--- begin Reading passage ---

Market Basket Model

COMP207 Lectures 2021-12-07

This is a basic technique for data-mining.

Market-Basket Data

Data can be described by:

A set of items $I$.
A set of baskets $B$:
- Each basket $b\in B$ is a subset of $I$.

For example:

Purchase ID	Items Bought
101	milk, bread, cookies, juice
792	milk, juice
1130	milk, bread, eggs
1735	bread, cookies, coffee

In this table:

$I=$ all unique items that were bought.
- {bread, coffee, eggs, juice, milk}
$B=$ the set of baskets represented by each purchase ID.
- {$b_1,b_2,b_3,b_4$}

Frequent-Itemset Mining

Consider for the previous table we are asked:

Which items occur frequently together in a basket?

Given a set of items $I$ and a set of baskets $B$:

The support of a subset $J$ of $I=$ frequency with which the items in $J$ occur together in a basket in $B$.

Therefore to calculate the support of a set of items $J$ we can use:

\[\frac{\text{number of baskets in }B\text{ containing all items in }J}{\text{number of baskets in }B}\]

The support of {milk, juice} $=\frac 2 4=0.5$ as the set is contained in two out of the four baskets.

There are additional examples of calculating support at the end of the lecture.

Frequent Itemsets

A subset $J$ of $I$ is frequent if its support is at least $s$:

$s$ - Support threshold specified by the user.

There are examples of classifying frequent itemsets and frequent pairs at the end of the lecture.

Complex Tables

Sometimes we have tables with additional columns which make the baskets hard to define:

Purchase ID	Customer ID	Items Bought
101	A	milk, bread, cookies, juice
792	B	milk, juice
1130	A	milk, bread, eggs
1735	C	bread, cookies, coffee

Customer Baskets

We could define the baskets as per customer:

This would mean one basket per Customer ID.

--- end Reading passage ---
--- begin Recorded information ---

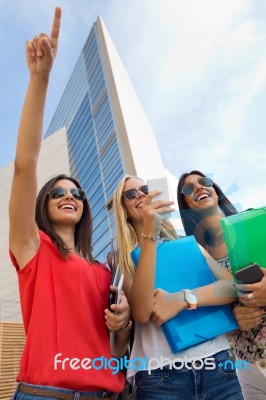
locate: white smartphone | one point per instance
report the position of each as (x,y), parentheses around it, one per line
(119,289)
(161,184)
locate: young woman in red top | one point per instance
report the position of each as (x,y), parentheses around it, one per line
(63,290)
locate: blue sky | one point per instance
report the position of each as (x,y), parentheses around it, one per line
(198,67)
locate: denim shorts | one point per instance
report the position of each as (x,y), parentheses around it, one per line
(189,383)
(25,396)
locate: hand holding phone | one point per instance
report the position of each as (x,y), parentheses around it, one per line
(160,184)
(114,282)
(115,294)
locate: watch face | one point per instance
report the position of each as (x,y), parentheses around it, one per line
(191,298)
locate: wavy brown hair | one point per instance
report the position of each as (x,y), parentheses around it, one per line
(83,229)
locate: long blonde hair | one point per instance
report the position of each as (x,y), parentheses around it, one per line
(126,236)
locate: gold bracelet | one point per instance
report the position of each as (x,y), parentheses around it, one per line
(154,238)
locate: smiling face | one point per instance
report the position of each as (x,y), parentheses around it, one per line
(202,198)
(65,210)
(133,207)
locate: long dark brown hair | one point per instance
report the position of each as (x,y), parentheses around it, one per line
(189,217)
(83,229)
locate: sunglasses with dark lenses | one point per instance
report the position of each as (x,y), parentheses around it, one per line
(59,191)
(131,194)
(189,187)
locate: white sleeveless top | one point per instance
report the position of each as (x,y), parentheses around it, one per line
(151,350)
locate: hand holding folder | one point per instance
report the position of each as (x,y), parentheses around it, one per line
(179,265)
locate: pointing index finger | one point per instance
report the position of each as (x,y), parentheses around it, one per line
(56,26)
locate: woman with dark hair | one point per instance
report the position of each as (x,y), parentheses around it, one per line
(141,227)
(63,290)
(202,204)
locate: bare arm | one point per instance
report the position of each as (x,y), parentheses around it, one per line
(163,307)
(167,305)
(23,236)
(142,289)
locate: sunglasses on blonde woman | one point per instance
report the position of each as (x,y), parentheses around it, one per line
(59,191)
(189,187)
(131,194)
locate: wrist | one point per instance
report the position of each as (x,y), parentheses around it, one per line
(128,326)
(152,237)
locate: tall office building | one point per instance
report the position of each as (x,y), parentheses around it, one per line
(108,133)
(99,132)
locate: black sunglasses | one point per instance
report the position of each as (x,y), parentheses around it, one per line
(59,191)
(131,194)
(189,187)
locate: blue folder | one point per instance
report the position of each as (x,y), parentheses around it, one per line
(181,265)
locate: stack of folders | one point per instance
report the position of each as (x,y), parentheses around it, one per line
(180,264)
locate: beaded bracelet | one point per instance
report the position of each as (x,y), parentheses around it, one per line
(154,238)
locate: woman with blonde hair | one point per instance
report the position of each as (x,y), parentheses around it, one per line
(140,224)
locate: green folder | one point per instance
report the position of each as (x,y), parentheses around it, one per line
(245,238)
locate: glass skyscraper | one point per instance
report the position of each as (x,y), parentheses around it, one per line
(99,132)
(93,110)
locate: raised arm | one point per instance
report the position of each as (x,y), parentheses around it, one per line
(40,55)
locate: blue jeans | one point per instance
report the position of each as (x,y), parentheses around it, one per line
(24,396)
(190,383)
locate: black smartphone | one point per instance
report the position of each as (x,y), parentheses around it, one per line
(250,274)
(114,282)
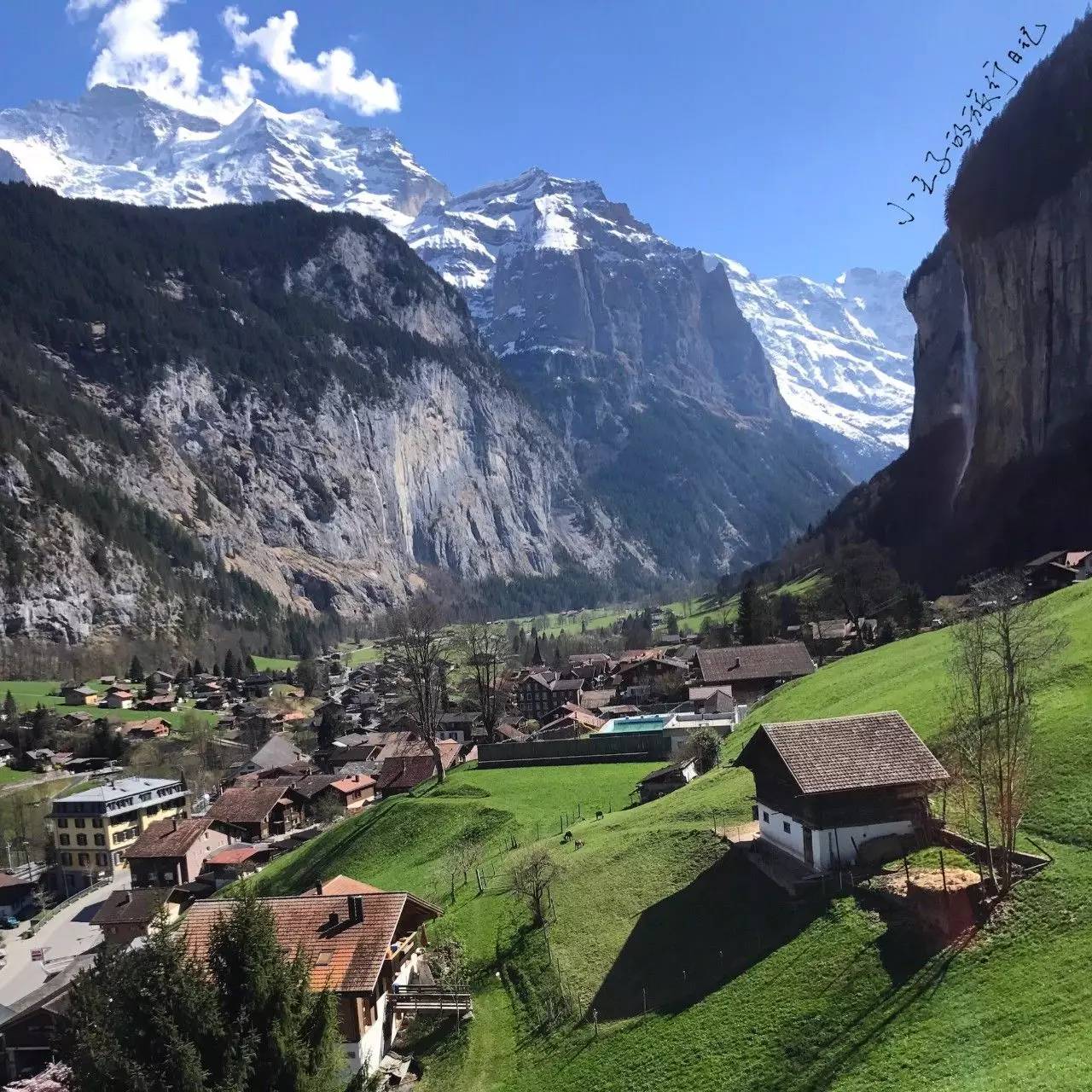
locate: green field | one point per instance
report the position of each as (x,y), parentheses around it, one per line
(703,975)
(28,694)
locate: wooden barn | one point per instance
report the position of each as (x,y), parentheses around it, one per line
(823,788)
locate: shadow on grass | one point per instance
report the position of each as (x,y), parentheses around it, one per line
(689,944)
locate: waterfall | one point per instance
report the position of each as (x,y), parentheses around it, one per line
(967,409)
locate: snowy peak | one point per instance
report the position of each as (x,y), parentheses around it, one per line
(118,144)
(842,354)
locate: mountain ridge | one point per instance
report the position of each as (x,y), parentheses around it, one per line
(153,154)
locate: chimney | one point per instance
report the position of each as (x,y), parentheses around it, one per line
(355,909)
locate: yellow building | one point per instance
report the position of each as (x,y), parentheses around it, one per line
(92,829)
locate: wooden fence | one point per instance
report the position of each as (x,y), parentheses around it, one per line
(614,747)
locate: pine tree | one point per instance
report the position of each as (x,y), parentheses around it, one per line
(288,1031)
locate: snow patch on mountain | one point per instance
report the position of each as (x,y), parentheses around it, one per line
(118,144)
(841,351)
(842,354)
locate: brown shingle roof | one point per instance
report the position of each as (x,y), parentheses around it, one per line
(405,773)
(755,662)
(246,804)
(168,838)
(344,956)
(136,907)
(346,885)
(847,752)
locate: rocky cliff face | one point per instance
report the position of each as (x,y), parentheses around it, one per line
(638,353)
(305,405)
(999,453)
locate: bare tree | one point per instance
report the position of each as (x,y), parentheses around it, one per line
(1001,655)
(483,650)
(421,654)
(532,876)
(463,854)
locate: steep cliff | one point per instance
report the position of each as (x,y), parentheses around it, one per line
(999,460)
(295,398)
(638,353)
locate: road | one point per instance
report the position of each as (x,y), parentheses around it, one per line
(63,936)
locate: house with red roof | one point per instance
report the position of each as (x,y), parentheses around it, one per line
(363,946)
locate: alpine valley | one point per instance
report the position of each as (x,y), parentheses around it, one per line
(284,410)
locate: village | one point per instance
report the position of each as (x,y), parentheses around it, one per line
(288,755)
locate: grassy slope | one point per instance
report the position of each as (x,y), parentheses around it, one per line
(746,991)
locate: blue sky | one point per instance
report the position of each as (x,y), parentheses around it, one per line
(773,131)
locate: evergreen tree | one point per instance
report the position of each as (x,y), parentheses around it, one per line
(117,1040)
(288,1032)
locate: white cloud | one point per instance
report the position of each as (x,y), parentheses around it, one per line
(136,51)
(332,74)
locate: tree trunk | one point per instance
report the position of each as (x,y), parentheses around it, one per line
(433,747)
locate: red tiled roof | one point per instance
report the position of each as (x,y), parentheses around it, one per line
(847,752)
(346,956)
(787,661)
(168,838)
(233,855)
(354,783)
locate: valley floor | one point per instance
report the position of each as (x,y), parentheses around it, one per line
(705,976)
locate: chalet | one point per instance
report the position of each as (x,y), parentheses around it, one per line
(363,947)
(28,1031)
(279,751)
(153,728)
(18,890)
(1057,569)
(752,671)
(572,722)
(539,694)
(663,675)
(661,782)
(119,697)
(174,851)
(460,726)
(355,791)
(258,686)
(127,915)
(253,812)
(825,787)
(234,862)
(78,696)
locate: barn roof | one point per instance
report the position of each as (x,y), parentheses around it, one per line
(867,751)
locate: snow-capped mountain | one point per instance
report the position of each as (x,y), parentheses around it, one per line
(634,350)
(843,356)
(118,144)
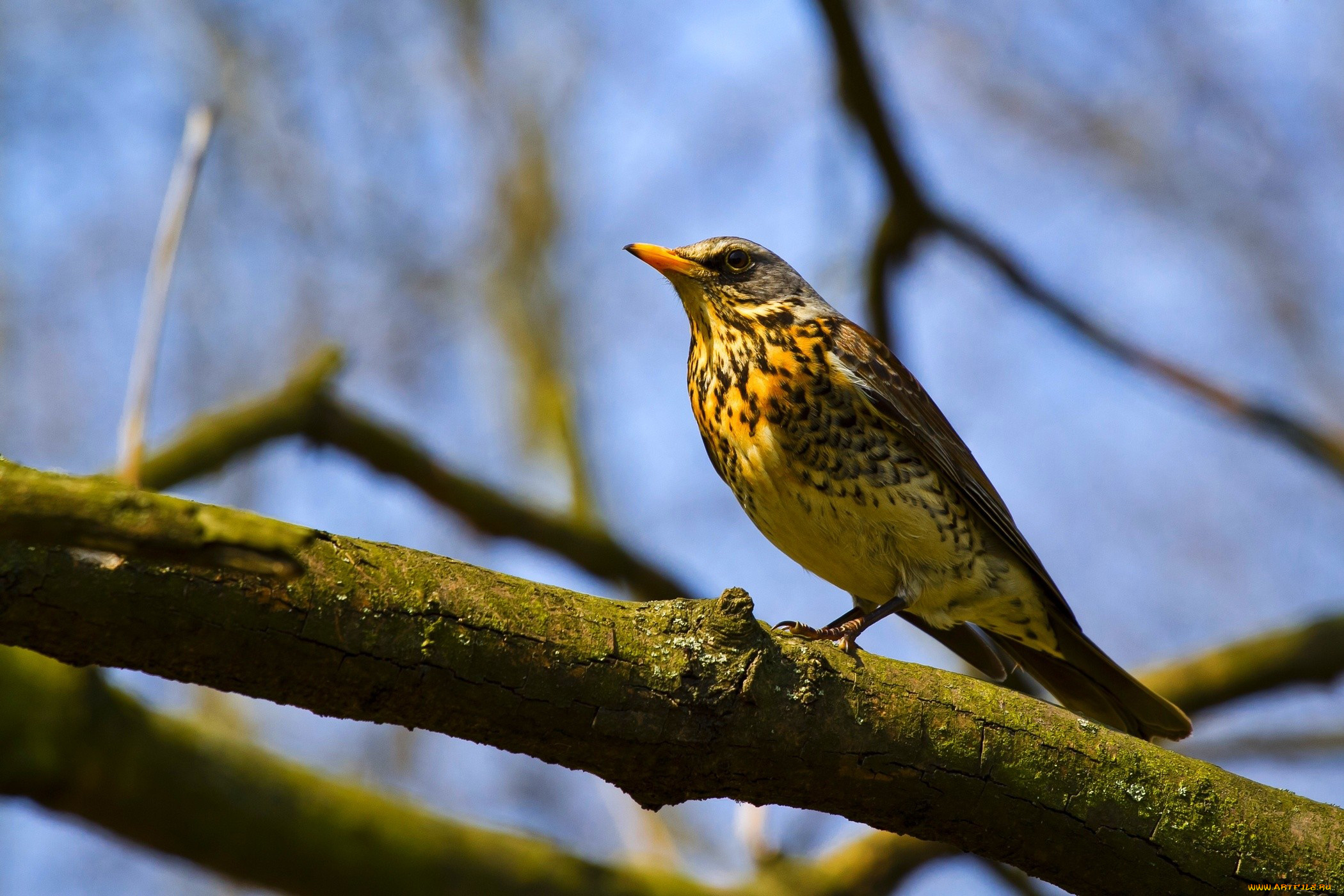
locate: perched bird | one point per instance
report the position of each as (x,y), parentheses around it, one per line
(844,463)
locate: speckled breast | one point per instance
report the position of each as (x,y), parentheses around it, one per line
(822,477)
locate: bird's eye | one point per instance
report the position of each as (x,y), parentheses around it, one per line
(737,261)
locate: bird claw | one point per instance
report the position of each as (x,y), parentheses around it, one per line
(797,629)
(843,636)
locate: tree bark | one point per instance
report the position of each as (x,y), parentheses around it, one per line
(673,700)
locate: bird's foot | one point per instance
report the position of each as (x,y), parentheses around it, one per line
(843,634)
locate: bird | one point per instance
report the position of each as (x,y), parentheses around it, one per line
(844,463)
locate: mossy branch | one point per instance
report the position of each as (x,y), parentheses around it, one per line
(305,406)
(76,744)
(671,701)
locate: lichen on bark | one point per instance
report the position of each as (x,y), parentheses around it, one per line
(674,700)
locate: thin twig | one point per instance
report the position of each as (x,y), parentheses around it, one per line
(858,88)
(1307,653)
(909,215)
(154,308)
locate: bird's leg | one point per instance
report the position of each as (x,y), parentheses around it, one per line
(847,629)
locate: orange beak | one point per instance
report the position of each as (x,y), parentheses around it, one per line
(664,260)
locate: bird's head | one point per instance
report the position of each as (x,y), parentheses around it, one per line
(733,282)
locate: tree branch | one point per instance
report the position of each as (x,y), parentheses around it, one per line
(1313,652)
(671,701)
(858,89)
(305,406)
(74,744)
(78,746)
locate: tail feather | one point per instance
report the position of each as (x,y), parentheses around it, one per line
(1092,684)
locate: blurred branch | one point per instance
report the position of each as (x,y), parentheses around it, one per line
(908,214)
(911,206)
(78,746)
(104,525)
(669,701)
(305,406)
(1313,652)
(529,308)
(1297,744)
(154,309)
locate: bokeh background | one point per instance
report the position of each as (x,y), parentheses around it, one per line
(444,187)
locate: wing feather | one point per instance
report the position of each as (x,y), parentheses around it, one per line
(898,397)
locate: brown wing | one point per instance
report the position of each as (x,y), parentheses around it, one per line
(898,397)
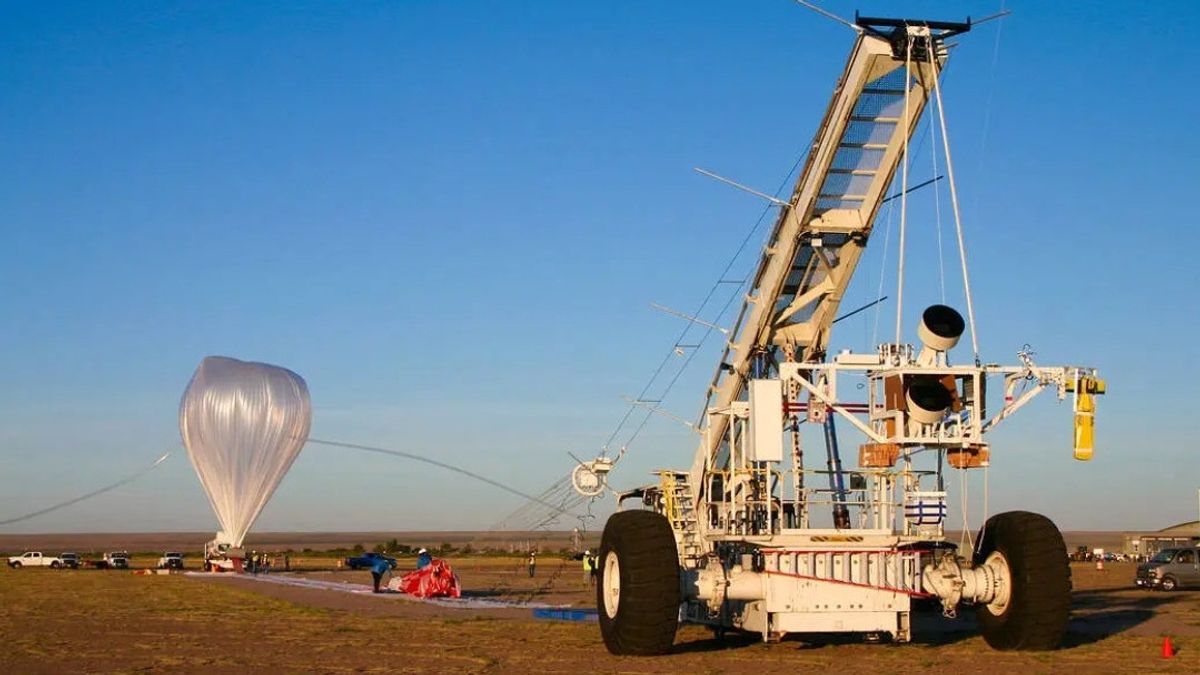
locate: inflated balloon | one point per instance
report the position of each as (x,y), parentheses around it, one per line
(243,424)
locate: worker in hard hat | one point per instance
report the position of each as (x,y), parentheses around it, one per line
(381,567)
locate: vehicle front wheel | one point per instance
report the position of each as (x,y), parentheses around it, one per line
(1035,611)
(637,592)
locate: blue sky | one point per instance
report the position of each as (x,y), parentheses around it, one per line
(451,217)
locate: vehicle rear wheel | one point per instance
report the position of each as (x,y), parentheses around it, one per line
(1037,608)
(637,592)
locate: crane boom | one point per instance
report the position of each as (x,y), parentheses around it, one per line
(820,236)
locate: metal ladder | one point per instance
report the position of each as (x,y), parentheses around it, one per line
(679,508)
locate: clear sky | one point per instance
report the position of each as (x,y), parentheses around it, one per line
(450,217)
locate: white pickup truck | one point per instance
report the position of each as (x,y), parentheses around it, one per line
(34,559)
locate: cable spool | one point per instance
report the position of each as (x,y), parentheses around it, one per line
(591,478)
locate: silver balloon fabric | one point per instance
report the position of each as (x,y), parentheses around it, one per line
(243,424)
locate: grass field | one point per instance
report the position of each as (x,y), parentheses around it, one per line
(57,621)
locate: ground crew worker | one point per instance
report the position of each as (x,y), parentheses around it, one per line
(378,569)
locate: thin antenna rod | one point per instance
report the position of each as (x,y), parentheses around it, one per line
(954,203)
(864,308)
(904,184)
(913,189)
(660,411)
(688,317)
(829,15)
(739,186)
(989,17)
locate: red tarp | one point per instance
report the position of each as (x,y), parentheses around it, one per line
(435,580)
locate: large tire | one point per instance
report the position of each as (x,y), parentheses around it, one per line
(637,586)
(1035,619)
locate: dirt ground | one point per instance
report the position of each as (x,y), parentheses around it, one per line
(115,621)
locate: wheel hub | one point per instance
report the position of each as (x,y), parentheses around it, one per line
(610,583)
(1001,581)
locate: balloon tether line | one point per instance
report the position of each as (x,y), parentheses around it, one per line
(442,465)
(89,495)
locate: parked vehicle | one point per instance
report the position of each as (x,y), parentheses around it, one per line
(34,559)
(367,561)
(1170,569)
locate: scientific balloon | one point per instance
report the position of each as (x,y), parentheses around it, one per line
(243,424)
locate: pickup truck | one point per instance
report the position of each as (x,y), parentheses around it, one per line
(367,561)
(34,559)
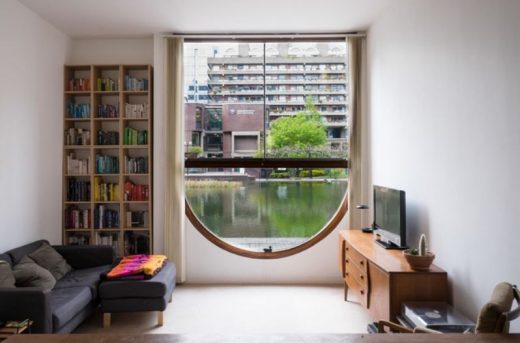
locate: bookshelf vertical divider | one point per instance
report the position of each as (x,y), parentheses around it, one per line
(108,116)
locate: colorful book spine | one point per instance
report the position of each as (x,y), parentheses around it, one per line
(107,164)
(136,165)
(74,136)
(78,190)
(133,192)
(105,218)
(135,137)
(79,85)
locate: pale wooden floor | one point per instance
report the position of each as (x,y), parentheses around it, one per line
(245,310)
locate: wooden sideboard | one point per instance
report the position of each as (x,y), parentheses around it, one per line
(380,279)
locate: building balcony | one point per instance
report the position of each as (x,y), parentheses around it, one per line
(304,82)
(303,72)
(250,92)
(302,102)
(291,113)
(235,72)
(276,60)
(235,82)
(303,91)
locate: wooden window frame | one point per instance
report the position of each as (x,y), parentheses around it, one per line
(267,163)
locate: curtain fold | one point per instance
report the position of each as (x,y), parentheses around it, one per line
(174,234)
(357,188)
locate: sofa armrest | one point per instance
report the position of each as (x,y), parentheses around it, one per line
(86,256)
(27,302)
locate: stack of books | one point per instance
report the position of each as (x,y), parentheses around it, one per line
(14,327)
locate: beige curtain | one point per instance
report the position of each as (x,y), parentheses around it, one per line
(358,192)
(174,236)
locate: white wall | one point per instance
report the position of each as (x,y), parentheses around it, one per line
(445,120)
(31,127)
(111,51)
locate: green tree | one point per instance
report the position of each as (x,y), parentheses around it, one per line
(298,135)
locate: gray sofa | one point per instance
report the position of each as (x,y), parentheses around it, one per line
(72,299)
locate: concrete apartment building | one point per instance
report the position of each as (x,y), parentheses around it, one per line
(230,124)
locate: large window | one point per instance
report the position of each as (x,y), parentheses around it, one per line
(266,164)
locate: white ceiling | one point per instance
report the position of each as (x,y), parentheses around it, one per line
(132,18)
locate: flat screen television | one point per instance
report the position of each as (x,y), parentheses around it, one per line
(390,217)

--- end Recorded information ---

§ Task to carry out: Repeat the passage of the market basket notes from "Frequent-Itemset Mining" up to and including "basket in $B$.", word for word. The entries have no connection to the market basket notes.

§ The reply:
Frequent-Itemset Mining

Consider for the previous table we are asked:

Which items occur frequently together in a basket?

Given a set of items $I$ and a set of baskets $B$:

The support of a subset $J$ of $I=$ frequency with which the items in $J$ occur together in a basket in $B$.